• [WHAT IS REQUIRED] Reproduce every one of the records below word for word, leaving out the pictures.

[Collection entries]
==================================================

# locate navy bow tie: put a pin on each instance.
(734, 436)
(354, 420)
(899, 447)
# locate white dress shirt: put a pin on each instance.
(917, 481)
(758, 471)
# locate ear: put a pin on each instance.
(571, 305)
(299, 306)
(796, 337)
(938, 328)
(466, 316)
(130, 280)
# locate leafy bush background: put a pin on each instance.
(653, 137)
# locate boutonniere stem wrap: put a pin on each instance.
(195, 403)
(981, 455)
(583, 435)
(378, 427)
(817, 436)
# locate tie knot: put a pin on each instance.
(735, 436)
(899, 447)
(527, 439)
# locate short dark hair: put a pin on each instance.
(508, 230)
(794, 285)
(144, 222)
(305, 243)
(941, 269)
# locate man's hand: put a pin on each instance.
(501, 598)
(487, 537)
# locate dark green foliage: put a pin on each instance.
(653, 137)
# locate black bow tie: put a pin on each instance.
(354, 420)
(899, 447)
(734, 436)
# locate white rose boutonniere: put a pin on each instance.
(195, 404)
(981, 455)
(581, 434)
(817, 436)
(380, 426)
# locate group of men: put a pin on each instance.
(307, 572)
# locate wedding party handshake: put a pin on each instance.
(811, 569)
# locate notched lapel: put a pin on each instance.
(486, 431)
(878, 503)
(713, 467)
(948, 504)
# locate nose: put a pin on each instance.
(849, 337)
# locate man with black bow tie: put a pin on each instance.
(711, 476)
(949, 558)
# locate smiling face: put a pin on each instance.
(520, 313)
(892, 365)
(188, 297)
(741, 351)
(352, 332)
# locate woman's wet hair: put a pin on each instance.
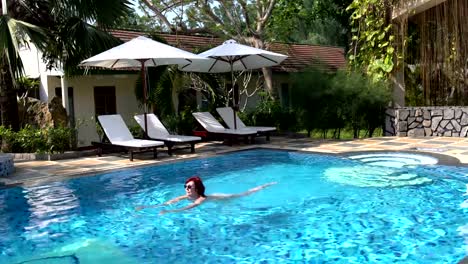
(198, 184)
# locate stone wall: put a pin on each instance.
(427, 121)
(7, 165)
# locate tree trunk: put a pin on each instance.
(8, 100)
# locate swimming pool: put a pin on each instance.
(308, 216)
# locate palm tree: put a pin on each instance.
(66, 31)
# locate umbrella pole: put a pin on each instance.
(234, 108)
(143, 77)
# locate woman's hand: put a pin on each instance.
(258, 188)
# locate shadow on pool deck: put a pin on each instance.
(450, 151)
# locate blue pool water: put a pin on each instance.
(315, 214)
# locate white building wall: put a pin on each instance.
(83, 96)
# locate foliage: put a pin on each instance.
(322, 22)
(61, 29)
(183, 123)
(372, 50)
(34, 140)
(269, 112)
(328, 101)
(312, 98)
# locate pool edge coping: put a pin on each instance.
(443, 159)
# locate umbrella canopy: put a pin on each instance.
(240, 57)
(142, 52)
(232, 56)
(132, 53)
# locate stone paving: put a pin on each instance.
(449, 150)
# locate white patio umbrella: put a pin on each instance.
(230, 57)
(142, 52)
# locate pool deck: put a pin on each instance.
(449, 150)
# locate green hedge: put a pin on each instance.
(34, 140)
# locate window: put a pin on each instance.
(104, 100)
(285, 102)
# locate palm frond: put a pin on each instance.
(78, 40)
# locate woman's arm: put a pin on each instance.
(194, 204)
(175, 200)
(250, 191)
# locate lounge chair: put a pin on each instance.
(227, 114)
(156, 130)
(210, 124)
(119, 135)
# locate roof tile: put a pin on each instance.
(300, 56)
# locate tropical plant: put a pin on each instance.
(66, 31)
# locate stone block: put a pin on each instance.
(463, 131)
(455, 125)
(427, 114)
(436, 112)
(413, 125)
(417, 132)
(443, 123)
(435, 122)
(418, 112)
(449, 114)
(464, 119)
(427, 132)
(402, 126)
(403, 115)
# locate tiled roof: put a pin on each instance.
(300, 55)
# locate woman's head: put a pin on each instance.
(194, 184)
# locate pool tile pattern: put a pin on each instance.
(33, 172)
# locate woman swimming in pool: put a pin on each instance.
(195, 191)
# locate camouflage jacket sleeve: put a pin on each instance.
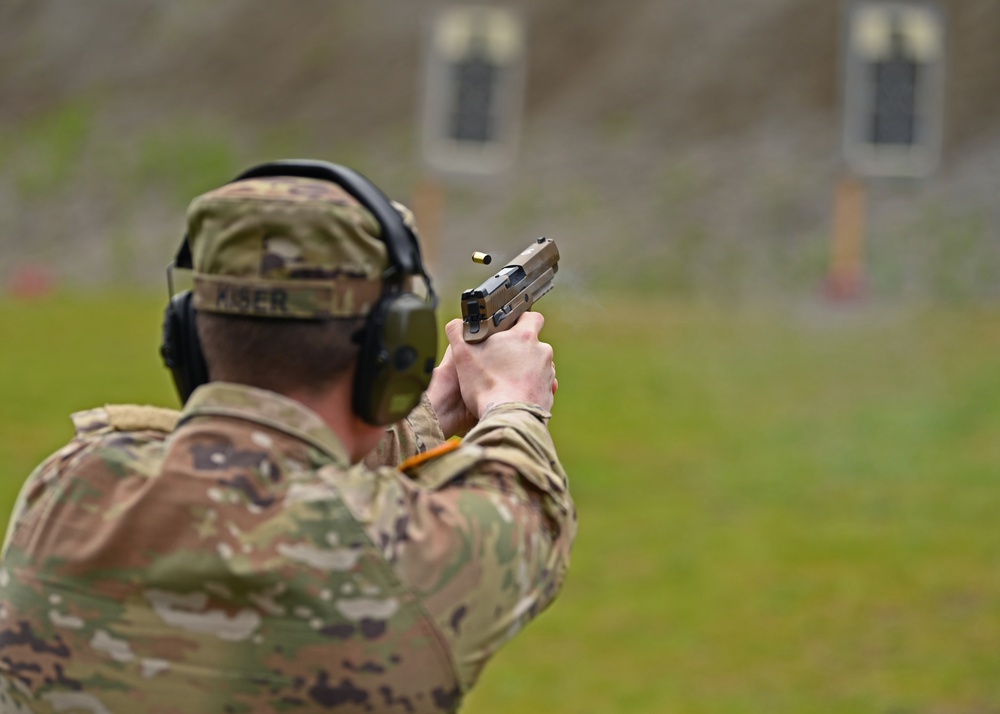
(91, 426)
(481, 532)
(409, 437)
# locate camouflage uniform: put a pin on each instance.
(230, 558)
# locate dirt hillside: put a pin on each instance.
(668, 144)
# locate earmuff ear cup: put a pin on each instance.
(397, 358)
(181, 347)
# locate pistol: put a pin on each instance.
(497, 303)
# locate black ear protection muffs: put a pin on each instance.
(398, 345)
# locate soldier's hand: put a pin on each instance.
(510, 366)
(446, 398)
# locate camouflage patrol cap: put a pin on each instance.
(284, 246)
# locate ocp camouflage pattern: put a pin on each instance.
(239, 563)
(287, 247)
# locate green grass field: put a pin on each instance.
(779, 513)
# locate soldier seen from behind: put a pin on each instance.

==================================================

• [EXPECTED ANSWER]
# locate navy bow tie: put a pin on each instance.
(734, 436)
(354, 420)
(899, 447)
# locate white dress shirt: put a pin on each instance.
(917, 481)
(758, 471)
# locate ear: put a pin on each instance.
(571, 305)
(299, 306)
(796, 337)
(938, 328)
(466, 316)
(130, 280)
# locate leafy bush background: put a pin on each instance.
(653, 137)
# locate boutonniere stem wrap: put a pin on each instance.
(195, 403)
(981, 455)
(583, 435)
(378, 427)
(817, 436)
# locate tie knot: put a pin on each instance.
(735, 436)
(899, 447)
(527, 439)
# locate short dark hair: put a pin on each instance.
(508, 230)
(794, 285)
(144, 222)
(305, 243)
(941, 269)
# locate man's hand: put a pin on each instance.
(501, 598)
(487, 537)
# locate dark green foliage: put a pin on each instance.
(653, 137)
# locate black bow tie: put a pin on each instance.
(354, 420)
(899, 447)
(734, 436)
# locate white rose boutonniere: put a pin on each instance.
(195, 404)
(981, 455)
(581, 434)
(817, 436)
(380, 426)
# locate group of men: put a pin on each instance.
(307, 572)
# locate wedding party handshake: put a pin on each instance.
(811, 569)
# locate notched lapel: put a pin on each instance.
(486, 431)
(878, 503)
(713, 467)
(948, 504)
# locate nose: put a pin on each instance.
(849, 337)
# locate man with black bow tie: put a pin on each instance.
(711, 476)
(949, 558)
# locate smiling face: put a pin on each instance.
(520, 313)
(892, 365)
(188, 297)
(741, 351)
(352, 332)
# locate woman's wet hair: put a pin on each instance.
(198, 184)
# locate stone wall: put a pin on each instance.
(427, 121)
(7, 165)
# locate tree trunk: put a pin on each instance.
(8, 100)
# locate swimming pool: put a pin on each instance.
(308, 216)
# locate palm tree: put a pin on each instance.
(66, 31)
# locate umbrella pole: put a pin on each instance.
(234, 108)
(143, 77)
# locate woman's hand: put a pin on each instance.
(258, 188)
# locate shadow on pool deck: put a pin on each instance.
(450, 151)
# locate blue pool water: put a pin on each instance.
(315, 214)
# locate white building wall: put a pin on each instance.
(83, 96)
# locate foliage: put a pin on each instance.
(322, 22)
(61, 29)
(183, 123)
(372, 50)
(34, 140)
(269, 112)
(328, 101)
(312, 98)
# locate pool edge coping: put a pin on each instance.
(443, 159)
# locate umbrella canopy: put a pin on each instance.
(240, 57)
(142, 52)
(232, 56)
(132, 53)
# locate stone paving: put a pin on each instance.
(449, 150)
# locate white patio umbrella: put a pin on each instance.
(230, 57)
(142, 52)
# locate pool deck: put a pin on each instance.
(449, 150)
# locate green hedge: put a pin on each instance.
(34, 140)
# locate window: put a pin on each instance.
(104, 100)
(285, 102)
# locate palm frond: put a pin on each instance.
(78, 40)
# locate woman's arm: put a pin on each instance.
(194, 204)
(175, 200)
(250, 191)
# locate lounge chair: put a pin on each instance.
(227, 114)
(156, 130)
(210, 124)
(119, 135)
# locate roof tile: put a pin on each instance.
(300, 56)
# locate tropical plant: put a pin on each instance.
(66, 31)
# locate stone block: put a pin on each instance.
(463, 131)
(455, 125)
(427, 114)
(436, 112)
(413, 125)
(417, 132)
(443, 123)
(435, 122)
(418, 112)
(449, 114)
(464, 119)
(427, 132)
(402, 126)
(403, 115)
# locate tiled roof: put a pin on each instance.
(300, 55)
# locate woman's head: put a pin on each instance.
(194, 184)
# locate pool tile pattern: put a pin on each instance.
(33, 172)
# locate woman swimming in pool: put a pin on each instance.
(195, 191)
# locate camouflage jacket sleeve: put a pin on each instance.
(91, 426)
(481, 532)
(409, 437)
# locate camouflage uniform: put a pin on each instance.
(230, 558)
# locate dirt hillside: put a pin on each instance.
(668, 144)
# locate earmuff ear cup: put a pin on each instance.
(397, 358)
(181, 347)
# locate pistol: put a pin on each instance.
(497, 303)
# locate black ear protection muffs: put a pin on each instance.
(398, 345)
# locate soldier's hand: put a pin on each instance.
(510, 366)
(446, 398)
# locate camouflage patrol cap: put a pin on each instance.
(284, 246)
# locate ocp camouflage pattern: put a pin on each instance.
(239, 563)
(287, 247)
# locate green grass field: put a pin on each instance.
(779, 513)
# locate soldier seen from behind: put a pin on each instance.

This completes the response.